The Frank et al. (2013) study implemented two classifiers in order to determine if a series of stroke patterns belonged to a particular user. These classifiers implemented the K-Nearest Neighbors and the Support Vector Machines algorithm. Frank et al. (2013) to identify a particular user.
Results
The model of Frank et al. (2013) has postulated that there are 30 features, which can be derived from a single stroke by a finger on a touch screen (see Appendix B for this list). As a first pass, we implemented the KNN and PCA algorithms as a basis for comparison to those of Frank et al. (2013). A python implementation is given in Appendix A.
KNN Implementation
We first tested the efficacy of all the features by implementing a K-Nearest Neighbors algorithm and compared it with the results obtained by Frank et al. (2013) who used MATLAB in their implementation. This was used as a basis for comparing their results with our implementation of this system and finding the PCA components (Figure 5). We utilized the KNN clustering algorithm because Frank et al. (2013), used it in their studies and we wished to insure that the dimensionality reduction that we found from the PCA analysis of the finger swiping data was not affected by the clustering algorithm used. This was important for comparison purposes.
Figure 5. Equal error rate percentage that was achieved by our implementation of the KNN and PCA for finger swiping. This value was approximately equal to that obtained by Frank et al. (2013), despite the fact that fewer features of the finger swiping were utilized.
We implemented a principal component (PCA) program (Appendix A) to extract the dominant features from the given 30 features and compared the results to those using the K-nearest neighbor algorithm.
PCA-Based Algorithm Design and Implementation
It is possible to determine which features in a dataset are more relevant when performing principal component analysis process. Hence, the phone ID, User ID, and document ID fields were removed from the dataset as (Frank et al., 2013) indicated that such were not to be used for testing. Feature Scaling was then performed on the data using the standardization technique. A covariance matrix was then extracted from the dataset using the scikit-learn library in Python (Pedregosa et al., 2011). This was followed by an eigenvector decomposition from this matrix using the scikit-learn Python library function.
The distribution of the variance among all the Principal Components derived from the dataset with descending variance shows that the first 15 principal components contain most of the variance (Figures 6, 7). Among these principal components, we consistently determined the following dominant features that can be used in computing the equal error rate:
1. average velocity
2. largest deviation from end-to-end line
3. 50%-perc. pairwise acc
4. length of trajectory
5. start $y$
6. mean resultant length
7. up/down/left/right flag
8. start $x$
9. mid-stroke area covered
10. inter-stroke time
11. mid-stroke pressure
12. mid-stroke finger orientation
13. stroke duration
14. 20%-perc. pairwise velocity
15. phone orientation.
━━━━━━━━
# STATED EXERCISE A:
Filter the entries below and copy out every line that contains the string "dress". Matching is case-sensitive.

Collected data entries:
━━━━━━━━
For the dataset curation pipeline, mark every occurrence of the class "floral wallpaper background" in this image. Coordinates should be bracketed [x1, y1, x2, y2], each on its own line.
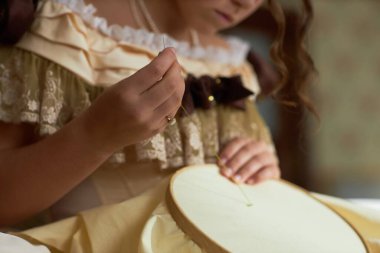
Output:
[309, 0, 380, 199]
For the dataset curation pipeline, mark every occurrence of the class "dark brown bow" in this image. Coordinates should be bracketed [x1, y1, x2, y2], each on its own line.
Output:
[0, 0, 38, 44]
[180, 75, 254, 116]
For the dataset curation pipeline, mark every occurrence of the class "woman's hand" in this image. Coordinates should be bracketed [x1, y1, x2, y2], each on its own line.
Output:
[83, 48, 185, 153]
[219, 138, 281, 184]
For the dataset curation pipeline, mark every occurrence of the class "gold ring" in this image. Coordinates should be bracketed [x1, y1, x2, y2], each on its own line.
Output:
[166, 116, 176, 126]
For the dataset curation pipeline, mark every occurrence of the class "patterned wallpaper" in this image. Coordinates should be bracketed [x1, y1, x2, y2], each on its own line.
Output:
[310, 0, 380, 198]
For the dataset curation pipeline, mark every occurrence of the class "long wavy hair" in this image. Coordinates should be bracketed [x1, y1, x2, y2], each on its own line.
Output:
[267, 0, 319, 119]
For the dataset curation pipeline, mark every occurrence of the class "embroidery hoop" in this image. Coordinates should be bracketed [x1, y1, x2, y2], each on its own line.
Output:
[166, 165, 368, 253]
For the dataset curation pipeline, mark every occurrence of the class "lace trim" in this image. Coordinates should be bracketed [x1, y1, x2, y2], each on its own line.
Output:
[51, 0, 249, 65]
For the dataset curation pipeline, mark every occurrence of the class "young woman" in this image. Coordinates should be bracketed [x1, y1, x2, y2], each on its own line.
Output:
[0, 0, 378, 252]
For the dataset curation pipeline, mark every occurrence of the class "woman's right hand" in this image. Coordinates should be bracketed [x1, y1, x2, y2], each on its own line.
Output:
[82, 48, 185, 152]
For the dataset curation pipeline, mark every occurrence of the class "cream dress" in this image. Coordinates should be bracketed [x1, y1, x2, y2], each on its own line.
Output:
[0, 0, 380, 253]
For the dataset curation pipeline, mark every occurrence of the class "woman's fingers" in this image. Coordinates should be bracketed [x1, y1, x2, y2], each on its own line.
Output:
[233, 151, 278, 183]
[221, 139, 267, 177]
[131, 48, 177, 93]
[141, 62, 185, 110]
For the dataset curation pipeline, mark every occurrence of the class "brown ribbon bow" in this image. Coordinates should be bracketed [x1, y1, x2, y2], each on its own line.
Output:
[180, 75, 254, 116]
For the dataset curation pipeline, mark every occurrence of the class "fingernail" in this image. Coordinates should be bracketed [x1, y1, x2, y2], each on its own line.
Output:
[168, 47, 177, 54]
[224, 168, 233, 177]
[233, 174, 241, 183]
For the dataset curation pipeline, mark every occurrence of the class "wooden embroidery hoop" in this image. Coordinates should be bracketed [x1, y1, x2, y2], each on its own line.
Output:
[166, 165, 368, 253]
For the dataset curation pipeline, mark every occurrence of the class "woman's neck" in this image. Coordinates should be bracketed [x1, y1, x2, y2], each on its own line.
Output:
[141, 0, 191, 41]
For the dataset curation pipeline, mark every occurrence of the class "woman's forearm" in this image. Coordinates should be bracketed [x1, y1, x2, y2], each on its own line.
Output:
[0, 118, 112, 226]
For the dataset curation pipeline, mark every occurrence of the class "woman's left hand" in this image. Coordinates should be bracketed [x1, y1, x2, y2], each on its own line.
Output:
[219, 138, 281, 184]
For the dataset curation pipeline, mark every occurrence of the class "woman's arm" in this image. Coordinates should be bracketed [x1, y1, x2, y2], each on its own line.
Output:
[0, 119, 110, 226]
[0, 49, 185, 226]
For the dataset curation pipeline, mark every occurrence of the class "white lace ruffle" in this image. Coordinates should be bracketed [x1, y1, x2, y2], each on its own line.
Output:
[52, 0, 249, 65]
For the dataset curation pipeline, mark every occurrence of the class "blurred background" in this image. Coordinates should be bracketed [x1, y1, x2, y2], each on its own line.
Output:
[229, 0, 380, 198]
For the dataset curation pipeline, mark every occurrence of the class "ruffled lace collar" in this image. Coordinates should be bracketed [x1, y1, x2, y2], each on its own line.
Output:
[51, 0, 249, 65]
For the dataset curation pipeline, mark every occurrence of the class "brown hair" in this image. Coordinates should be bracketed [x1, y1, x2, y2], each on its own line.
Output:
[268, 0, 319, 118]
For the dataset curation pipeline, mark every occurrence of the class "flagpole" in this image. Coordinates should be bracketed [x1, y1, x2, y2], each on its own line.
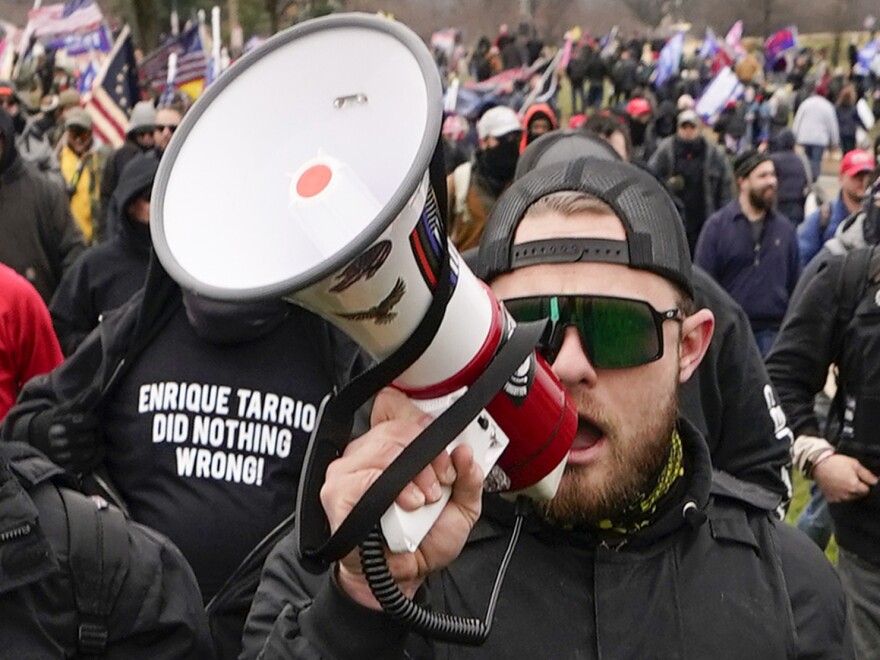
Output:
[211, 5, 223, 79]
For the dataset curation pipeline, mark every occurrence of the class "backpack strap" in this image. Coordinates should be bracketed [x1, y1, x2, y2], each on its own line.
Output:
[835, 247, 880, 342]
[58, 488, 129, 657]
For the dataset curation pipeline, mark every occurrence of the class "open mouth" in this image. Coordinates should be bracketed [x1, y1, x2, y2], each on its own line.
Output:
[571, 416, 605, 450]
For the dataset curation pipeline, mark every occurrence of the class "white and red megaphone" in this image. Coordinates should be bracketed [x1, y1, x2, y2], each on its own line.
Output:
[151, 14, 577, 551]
━━━━━━━━
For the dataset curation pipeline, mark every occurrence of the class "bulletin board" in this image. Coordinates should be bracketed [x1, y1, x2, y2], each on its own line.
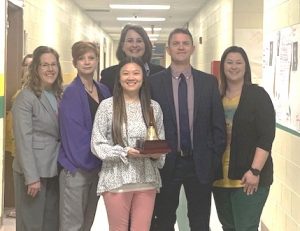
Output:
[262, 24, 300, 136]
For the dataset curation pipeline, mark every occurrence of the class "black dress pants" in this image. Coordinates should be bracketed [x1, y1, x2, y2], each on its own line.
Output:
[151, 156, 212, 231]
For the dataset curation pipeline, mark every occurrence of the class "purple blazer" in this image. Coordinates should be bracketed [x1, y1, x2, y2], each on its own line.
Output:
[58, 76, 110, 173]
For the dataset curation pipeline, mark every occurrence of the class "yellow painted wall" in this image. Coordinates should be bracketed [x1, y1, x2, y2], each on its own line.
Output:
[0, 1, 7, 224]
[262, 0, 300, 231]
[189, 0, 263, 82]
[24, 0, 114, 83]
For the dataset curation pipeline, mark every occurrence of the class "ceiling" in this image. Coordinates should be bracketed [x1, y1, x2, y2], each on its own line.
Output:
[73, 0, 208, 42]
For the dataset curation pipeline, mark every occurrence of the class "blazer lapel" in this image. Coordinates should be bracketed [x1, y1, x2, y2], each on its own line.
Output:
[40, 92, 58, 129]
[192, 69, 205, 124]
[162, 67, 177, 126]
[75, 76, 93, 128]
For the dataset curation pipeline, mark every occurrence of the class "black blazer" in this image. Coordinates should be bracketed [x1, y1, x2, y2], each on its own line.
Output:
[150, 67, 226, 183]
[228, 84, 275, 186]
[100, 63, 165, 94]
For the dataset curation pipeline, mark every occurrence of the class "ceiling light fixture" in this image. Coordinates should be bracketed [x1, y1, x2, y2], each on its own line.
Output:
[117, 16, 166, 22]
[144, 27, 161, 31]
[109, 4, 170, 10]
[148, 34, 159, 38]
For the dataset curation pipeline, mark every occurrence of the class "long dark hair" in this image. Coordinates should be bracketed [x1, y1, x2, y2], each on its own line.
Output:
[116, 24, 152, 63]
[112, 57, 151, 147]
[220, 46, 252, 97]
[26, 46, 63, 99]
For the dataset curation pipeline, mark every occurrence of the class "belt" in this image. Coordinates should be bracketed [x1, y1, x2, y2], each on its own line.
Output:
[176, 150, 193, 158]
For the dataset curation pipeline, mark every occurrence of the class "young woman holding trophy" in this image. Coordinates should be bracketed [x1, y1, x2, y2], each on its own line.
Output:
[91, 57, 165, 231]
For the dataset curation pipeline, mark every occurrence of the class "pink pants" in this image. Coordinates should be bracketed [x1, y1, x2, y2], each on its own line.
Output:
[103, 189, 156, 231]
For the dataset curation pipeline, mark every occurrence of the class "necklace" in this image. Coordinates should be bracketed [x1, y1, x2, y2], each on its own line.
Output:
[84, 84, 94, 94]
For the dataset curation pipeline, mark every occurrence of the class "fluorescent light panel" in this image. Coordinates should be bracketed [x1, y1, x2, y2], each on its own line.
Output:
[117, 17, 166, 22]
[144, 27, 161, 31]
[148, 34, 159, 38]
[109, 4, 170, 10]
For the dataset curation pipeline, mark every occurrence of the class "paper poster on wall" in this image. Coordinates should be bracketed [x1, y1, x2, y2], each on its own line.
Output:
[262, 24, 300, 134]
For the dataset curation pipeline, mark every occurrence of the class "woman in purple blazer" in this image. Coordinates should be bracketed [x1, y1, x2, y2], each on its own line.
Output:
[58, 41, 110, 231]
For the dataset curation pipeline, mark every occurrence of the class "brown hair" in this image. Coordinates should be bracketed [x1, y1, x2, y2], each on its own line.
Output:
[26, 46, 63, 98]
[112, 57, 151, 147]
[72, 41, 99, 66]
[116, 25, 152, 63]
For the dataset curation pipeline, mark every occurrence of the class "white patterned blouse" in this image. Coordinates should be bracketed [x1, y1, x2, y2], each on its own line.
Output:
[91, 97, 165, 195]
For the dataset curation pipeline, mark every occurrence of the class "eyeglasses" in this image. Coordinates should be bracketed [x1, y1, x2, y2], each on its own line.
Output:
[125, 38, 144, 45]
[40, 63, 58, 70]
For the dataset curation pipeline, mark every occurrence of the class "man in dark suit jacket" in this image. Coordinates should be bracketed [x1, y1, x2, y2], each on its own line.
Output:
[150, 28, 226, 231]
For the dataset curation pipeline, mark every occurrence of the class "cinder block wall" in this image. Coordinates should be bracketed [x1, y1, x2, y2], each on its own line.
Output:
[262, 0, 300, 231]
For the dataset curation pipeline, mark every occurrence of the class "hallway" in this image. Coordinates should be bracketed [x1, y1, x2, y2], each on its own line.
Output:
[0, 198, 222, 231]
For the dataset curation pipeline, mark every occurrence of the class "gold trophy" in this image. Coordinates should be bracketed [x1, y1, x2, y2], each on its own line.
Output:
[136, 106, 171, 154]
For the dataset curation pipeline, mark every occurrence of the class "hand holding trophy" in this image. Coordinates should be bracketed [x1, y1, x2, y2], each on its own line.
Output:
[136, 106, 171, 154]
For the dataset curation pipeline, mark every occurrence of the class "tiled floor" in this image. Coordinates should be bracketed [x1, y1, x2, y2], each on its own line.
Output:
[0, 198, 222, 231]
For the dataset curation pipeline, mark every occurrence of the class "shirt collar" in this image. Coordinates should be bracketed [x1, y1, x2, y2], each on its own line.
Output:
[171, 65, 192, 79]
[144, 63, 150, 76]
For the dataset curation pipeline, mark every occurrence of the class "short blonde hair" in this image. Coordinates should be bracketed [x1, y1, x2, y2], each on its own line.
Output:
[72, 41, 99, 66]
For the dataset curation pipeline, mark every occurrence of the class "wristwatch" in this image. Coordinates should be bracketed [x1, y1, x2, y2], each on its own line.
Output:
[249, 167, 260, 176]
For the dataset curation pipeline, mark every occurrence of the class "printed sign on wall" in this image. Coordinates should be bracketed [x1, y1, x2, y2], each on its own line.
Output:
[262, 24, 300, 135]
━━━━━━━━
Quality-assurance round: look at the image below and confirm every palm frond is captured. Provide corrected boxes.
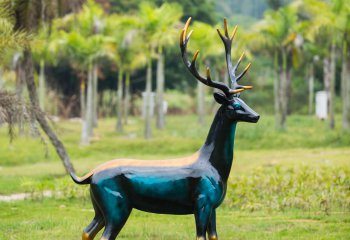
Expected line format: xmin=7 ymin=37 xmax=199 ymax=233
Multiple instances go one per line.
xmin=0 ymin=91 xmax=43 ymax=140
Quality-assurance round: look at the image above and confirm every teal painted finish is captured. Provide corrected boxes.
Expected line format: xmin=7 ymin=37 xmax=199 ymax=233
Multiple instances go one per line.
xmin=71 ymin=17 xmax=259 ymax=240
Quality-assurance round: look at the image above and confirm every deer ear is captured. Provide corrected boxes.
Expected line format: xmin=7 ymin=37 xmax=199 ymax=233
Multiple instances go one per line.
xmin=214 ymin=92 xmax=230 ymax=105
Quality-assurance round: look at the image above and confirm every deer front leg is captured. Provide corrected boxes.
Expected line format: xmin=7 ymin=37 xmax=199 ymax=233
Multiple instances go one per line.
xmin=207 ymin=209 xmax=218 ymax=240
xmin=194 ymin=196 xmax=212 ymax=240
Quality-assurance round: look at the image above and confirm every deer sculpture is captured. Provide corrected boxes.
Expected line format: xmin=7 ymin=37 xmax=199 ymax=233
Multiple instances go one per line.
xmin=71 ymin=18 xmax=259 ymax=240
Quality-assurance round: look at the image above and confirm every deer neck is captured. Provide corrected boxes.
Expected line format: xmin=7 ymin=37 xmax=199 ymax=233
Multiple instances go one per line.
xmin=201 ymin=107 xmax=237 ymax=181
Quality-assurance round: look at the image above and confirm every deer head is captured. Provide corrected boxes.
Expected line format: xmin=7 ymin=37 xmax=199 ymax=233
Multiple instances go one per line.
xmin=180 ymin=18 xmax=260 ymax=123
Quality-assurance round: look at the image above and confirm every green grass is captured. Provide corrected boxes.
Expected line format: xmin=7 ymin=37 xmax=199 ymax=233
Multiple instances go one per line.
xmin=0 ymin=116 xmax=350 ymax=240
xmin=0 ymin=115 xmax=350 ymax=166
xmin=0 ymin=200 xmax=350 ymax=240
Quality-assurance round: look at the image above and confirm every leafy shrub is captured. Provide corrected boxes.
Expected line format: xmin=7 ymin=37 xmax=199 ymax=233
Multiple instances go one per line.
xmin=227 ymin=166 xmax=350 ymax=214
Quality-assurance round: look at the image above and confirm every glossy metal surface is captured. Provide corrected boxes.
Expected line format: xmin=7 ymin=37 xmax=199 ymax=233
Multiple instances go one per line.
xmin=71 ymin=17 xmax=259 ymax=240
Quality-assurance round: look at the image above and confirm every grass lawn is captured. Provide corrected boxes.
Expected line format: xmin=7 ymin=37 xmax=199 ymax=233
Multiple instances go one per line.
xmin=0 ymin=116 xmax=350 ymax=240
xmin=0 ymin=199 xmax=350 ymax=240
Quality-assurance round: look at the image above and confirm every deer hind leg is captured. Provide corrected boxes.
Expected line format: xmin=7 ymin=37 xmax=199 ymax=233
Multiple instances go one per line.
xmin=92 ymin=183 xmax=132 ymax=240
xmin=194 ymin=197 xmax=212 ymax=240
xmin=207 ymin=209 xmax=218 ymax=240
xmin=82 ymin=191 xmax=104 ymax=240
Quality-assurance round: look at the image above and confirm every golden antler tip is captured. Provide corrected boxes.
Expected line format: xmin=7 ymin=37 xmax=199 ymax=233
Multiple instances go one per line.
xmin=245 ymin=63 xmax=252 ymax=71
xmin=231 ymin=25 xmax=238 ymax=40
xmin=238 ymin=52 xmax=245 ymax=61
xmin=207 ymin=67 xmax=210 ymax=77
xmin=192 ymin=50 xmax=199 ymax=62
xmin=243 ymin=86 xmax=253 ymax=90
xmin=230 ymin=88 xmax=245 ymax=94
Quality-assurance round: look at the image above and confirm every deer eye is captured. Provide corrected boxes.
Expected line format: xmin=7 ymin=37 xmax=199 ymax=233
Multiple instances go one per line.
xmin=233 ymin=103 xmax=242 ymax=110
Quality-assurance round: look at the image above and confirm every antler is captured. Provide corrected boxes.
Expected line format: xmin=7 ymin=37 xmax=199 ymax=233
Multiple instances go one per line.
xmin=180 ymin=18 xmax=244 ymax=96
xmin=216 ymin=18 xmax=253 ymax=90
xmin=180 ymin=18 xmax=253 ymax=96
━━━━━━━━
# STATED EXERCISE B:
Reproduce the part of the touch-screen stroke authentication text above, starting with "Figure 5. Equal" and going on through "K-nearest neighbor algorithm.". Swap each occurrence of "finger swiping" for "finger swipe".

# COMPLETE OUTPUT A:
For the dataset curation pipeline, mark every occurrence of the class "cream dress" in this image. Coordinates should be bracketed [x1, y1, x2, y2], each on its own line.
For the dataset curation pipeline, mark every occurrence of the class "black dress pants" in this image. Coordinates should be bracketed [x1, y1, x2, y2], each on its own line.

# COMPLETE OUTPUT B:
Figure 5. Equal error rate percentage that was achieved by our implementation of the KNN and PCA for finger swipe. This value was approximately equal to that obtained by Frank et al. (2013), despite the fact that fewer features of the finger swipe were utilized.
We implemented a principal component (PCA) program (Appendix A) to extract the dominant features from the given 30 features and compared the results to those using the K-nearest neighbor algorithm.